- RECORD EXCERPTS:
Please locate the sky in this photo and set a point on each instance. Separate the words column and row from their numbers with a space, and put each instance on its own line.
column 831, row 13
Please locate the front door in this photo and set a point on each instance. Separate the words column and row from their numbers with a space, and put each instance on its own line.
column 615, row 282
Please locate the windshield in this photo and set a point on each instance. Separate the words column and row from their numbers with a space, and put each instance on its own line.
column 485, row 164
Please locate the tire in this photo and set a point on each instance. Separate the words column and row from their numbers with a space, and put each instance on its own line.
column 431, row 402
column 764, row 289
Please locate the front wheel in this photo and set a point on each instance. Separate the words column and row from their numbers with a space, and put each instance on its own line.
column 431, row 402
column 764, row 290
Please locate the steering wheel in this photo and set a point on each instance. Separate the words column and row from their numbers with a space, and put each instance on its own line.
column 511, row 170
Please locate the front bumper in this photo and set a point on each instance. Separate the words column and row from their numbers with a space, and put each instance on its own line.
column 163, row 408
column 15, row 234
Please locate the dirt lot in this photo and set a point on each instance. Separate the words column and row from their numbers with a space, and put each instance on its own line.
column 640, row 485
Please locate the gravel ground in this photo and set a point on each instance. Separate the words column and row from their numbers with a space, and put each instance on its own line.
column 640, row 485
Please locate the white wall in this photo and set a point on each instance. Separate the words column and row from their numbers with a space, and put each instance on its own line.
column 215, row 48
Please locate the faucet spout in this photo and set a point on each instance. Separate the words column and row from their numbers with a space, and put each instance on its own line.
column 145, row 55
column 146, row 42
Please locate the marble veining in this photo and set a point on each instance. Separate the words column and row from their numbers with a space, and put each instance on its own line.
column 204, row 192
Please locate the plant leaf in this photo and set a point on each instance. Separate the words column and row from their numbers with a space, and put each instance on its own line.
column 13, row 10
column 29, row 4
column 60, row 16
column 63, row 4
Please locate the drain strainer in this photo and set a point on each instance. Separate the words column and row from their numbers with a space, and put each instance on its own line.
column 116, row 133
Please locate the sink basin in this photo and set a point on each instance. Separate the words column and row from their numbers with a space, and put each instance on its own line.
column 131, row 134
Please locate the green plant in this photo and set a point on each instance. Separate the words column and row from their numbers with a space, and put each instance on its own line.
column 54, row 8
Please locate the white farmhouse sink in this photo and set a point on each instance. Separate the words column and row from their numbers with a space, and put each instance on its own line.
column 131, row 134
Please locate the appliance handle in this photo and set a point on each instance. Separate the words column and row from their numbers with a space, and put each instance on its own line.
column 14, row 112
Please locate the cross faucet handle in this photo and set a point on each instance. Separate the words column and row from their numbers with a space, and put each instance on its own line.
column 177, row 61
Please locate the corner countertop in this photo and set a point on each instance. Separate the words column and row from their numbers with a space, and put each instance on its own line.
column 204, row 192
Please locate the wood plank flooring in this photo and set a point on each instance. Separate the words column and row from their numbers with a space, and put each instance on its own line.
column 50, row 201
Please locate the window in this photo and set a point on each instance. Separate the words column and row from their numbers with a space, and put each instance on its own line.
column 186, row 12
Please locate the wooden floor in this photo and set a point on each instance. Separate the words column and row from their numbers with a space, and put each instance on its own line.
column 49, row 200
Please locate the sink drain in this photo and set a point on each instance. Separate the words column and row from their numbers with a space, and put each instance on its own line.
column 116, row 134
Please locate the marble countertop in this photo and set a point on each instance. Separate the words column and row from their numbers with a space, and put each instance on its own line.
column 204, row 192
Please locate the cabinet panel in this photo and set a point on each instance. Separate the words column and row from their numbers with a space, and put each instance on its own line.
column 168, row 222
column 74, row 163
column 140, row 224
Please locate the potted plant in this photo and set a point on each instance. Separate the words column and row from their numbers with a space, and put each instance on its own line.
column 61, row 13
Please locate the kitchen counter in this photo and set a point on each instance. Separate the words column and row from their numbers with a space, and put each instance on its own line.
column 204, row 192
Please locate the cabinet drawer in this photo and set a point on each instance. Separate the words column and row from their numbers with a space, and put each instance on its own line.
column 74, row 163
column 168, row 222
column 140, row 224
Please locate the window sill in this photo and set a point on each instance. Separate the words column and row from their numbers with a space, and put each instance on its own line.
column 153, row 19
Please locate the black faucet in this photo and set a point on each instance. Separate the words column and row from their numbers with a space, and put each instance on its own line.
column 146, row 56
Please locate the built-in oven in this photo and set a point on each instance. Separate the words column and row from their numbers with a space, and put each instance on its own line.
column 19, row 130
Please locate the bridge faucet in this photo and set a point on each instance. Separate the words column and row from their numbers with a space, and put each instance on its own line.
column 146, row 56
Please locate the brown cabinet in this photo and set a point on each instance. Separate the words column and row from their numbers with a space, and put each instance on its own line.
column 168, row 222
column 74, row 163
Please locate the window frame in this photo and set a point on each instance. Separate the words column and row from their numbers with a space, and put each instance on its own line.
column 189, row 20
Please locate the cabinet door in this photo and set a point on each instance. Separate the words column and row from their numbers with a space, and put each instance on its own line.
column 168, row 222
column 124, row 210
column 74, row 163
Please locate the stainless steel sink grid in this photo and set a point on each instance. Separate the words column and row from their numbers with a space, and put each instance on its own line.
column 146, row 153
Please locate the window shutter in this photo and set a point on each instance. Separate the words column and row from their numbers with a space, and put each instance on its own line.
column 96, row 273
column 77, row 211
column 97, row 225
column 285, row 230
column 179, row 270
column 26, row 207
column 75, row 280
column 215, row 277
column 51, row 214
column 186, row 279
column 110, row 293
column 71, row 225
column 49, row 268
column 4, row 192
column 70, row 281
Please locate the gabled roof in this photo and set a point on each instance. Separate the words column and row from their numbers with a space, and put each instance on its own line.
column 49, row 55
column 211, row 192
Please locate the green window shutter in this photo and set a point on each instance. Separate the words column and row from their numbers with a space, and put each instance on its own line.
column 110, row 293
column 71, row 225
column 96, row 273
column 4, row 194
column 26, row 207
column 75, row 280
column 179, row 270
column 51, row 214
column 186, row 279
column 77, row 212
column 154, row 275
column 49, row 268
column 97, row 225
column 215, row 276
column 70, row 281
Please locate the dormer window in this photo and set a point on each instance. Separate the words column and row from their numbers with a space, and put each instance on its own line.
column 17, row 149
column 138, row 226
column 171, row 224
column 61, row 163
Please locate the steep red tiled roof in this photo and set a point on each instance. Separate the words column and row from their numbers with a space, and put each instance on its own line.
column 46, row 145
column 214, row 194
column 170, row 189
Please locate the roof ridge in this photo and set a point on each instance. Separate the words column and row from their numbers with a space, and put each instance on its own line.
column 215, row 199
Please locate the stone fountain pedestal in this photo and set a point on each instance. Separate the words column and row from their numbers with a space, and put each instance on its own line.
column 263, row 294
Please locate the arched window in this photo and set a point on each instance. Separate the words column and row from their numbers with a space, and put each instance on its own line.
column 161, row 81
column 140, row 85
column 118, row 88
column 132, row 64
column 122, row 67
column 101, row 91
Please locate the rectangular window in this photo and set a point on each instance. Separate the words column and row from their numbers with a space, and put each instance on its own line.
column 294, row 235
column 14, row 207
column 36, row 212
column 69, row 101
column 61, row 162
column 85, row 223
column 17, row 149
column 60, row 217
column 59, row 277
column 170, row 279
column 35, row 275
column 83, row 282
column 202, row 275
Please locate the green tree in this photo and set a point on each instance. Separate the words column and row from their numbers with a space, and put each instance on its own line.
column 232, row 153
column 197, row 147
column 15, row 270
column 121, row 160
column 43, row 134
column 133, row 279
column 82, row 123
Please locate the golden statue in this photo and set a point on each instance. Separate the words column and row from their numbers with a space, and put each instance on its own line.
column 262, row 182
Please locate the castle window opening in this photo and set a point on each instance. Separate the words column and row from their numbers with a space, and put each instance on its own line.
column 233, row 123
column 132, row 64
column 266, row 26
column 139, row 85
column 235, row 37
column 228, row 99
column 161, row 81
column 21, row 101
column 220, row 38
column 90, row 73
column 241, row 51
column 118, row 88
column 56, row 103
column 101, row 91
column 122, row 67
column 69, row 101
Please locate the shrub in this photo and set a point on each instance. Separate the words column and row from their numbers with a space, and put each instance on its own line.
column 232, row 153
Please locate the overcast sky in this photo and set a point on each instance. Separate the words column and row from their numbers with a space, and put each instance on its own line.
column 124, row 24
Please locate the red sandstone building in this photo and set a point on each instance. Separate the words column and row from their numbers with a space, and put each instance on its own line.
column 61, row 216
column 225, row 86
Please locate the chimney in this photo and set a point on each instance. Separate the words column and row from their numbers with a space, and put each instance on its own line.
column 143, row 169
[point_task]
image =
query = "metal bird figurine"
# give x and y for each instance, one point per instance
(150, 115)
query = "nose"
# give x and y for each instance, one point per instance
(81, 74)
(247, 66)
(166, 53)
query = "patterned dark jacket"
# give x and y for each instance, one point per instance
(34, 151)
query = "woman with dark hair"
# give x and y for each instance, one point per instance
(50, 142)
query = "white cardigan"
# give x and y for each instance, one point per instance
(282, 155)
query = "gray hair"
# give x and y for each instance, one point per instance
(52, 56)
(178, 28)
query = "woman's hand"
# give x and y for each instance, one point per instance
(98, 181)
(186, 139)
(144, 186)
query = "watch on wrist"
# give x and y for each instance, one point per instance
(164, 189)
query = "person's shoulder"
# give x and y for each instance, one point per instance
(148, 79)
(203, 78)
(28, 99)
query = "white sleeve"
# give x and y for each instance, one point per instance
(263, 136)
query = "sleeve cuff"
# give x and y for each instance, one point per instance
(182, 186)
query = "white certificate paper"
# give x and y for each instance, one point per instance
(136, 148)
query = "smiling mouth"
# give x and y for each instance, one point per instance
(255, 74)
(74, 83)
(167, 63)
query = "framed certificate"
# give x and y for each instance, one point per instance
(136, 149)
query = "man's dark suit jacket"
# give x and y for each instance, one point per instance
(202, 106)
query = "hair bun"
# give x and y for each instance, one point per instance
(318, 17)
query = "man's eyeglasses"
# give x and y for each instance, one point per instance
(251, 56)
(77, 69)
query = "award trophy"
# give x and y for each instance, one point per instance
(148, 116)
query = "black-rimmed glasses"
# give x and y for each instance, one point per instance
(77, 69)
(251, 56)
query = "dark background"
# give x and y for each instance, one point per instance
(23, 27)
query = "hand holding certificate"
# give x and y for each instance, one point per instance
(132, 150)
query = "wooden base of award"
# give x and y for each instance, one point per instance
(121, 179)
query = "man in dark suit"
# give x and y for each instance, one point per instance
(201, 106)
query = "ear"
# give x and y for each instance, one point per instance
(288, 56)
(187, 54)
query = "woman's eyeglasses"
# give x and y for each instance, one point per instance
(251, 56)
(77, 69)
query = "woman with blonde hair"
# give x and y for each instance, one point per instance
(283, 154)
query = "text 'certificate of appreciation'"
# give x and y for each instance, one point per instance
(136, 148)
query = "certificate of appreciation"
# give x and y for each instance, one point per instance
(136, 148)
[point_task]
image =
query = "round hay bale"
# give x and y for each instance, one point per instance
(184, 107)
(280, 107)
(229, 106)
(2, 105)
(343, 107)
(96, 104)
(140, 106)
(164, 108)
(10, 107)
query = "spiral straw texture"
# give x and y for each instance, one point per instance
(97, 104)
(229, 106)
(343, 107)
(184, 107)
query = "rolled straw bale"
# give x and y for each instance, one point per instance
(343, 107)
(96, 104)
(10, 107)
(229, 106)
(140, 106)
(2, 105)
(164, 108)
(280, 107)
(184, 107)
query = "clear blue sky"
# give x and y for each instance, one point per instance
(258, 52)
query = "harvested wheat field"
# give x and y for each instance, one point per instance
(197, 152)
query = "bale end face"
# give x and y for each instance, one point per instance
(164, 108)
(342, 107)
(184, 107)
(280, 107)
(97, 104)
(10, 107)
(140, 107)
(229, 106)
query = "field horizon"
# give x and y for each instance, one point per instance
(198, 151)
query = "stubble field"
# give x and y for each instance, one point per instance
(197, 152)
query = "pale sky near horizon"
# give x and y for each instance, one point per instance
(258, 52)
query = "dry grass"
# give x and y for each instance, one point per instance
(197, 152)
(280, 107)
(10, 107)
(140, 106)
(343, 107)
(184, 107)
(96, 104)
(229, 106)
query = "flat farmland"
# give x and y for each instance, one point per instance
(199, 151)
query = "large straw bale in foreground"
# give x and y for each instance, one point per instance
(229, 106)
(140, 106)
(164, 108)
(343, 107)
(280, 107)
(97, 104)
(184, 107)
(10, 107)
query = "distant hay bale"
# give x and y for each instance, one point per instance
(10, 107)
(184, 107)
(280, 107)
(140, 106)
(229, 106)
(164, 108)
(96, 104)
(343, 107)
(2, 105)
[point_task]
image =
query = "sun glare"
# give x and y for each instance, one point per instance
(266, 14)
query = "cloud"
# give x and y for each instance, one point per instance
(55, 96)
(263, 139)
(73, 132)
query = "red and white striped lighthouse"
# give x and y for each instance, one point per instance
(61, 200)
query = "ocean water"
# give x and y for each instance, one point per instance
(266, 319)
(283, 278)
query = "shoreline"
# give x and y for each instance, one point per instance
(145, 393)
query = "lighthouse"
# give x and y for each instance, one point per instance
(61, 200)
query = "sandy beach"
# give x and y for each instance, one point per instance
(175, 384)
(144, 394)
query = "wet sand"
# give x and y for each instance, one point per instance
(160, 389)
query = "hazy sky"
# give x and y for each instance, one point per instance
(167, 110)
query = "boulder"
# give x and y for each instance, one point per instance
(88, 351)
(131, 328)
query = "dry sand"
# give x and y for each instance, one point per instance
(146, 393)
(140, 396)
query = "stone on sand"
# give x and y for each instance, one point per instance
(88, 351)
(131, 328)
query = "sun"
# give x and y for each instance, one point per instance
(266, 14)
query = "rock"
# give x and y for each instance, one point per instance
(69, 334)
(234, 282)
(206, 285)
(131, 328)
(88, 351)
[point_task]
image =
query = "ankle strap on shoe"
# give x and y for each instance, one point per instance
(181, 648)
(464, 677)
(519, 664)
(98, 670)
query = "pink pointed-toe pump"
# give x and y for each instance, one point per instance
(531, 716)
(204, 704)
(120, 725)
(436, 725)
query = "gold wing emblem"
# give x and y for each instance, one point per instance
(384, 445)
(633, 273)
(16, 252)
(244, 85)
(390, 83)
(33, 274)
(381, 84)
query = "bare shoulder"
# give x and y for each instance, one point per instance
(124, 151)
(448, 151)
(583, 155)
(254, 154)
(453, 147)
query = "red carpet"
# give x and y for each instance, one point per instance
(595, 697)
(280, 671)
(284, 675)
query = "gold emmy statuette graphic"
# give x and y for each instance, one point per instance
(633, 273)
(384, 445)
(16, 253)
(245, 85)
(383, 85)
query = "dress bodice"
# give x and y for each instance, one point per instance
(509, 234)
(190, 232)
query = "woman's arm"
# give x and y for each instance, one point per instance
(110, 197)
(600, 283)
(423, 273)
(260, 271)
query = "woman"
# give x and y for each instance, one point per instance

- TASK STATEMENT:
For the entries above, say how many lines contain the word "woman", giving the number alone.

- COMPLETED TASK:
6